=== Problem to solve ===
Identify each line in the records below that contains the string "input", treating uppercase and lowercase as different, and copy those lines.

━━━━━━

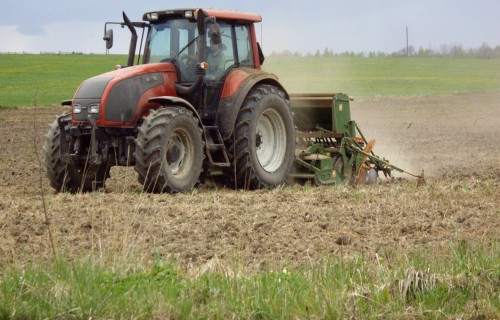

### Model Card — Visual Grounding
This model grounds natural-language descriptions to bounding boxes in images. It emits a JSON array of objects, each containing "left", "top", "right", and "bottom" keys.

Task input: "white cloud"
[{"left": 0, "top": 21, "right": 128, "bottom": 53}]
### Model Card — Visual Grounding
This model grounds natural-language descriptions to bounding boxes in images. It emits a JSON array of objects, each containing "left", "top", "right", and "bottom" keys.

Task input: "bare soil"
[{"left": 0, "top": 93, "right": 500, "bottom": 271}]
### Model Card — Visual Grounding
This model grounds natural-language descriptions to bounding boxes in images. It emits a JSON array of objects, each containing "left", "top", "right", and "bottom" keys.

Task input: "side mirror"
[
  {"left": 196, "top": 9, "right": 205, "bottom": 35},
  {"left": 102, "top": 29, "right": 113, "bottom": 50}
]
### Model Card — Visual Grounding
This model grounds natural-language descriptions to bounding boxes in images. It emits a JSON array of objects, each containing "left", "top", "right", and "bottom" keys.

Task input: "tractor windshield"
[{"left": 144, "top": 19, "right": 198, "bottom": 81}]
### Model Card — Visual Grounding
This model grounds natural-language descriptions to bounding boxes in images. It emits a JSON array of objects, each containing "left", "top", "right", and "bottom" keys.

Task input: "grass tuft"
[{"left": 0, "top": 242, "right": 500, "bottom": 319}]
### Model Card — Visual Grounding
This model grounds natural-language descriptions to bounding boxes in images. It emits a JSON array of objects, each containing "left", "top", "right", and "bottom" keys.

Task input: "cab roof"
[{"left": 142, "top": 8, "right": 262, "bottom": 22}]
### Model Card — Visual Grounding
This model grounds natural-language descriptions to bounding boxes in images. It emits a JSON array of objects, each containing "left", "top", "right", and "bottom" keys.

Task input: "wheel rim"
[
  {"left": 255, "top": 109, "right": 286, "bottom": 172},
  {"left": 165, "top": 130, "right": 194, "bottom": 178}
]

━━━━━━

=== Finished exercise ===
Task input: "white cloud"
Task input: "bare soil"
Task input: "side mirror"
Task input: "tractor windshield"
Task input: "grass tuft"
Task input: "cab roof"
Task input: "wheel rim"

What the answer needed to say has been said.